◆ Aim of the task
Pick out every line in the records below that contains the word "willow" and copy each one. Matching is case-sensitive.

Photo labels with boxes
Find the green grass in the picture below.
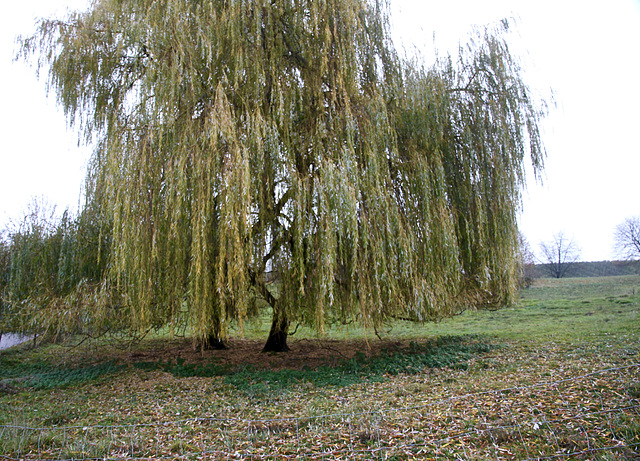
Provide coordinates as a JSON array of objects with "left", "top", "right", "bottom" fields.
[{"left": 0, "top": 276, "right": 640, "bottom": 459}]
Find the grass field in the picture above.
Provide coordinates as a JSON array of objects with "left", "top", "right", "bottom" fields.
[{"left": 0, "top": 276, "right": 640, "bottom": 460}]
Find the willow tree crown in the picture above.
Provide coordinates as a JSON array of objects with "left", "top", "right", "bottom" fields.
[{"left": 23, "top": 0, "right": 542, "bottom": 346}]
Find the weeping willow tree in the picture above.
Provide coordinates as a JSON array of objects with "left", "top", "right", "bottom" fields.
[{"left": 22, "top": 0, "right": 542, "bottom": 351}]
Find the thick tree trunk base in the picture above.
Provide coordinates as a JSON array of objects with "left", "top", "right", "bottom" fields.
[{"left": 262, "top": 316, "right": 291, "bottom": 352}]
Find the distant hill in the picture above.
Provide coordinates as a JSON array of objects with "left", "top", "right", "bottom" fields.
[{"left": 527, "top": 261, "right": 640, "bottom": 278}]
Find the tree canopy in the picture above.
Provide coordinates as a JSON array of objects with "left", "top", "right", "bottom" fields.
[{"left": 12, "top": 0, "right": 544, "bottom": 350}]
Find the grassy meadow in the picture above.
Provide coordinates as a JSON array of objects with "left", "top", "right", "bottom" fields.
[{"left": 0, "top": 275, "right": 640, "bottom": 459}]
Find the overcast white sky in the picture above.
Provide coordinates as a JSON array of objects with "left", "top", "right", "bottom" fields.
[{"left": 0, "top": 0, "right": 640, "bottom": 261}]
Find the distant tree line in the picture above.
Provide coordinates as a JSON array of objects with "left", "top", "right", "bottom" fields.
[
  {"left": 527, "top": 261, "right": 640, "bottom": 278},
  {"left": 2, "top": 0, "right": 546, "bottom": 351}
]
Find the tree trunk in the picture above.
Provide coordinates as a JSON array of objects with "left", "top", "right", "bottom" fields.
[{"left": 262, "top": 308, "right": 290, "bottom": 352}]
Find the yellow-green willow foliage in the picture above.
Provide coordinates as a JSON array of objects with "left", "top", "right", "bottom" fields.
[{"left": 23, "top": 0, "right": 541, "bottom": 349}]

◆ Result
Find the willow tree crown in the picture above.
Find the weeping willow tree in the picture above.
Find the yellow-green willow foliage in the picture above.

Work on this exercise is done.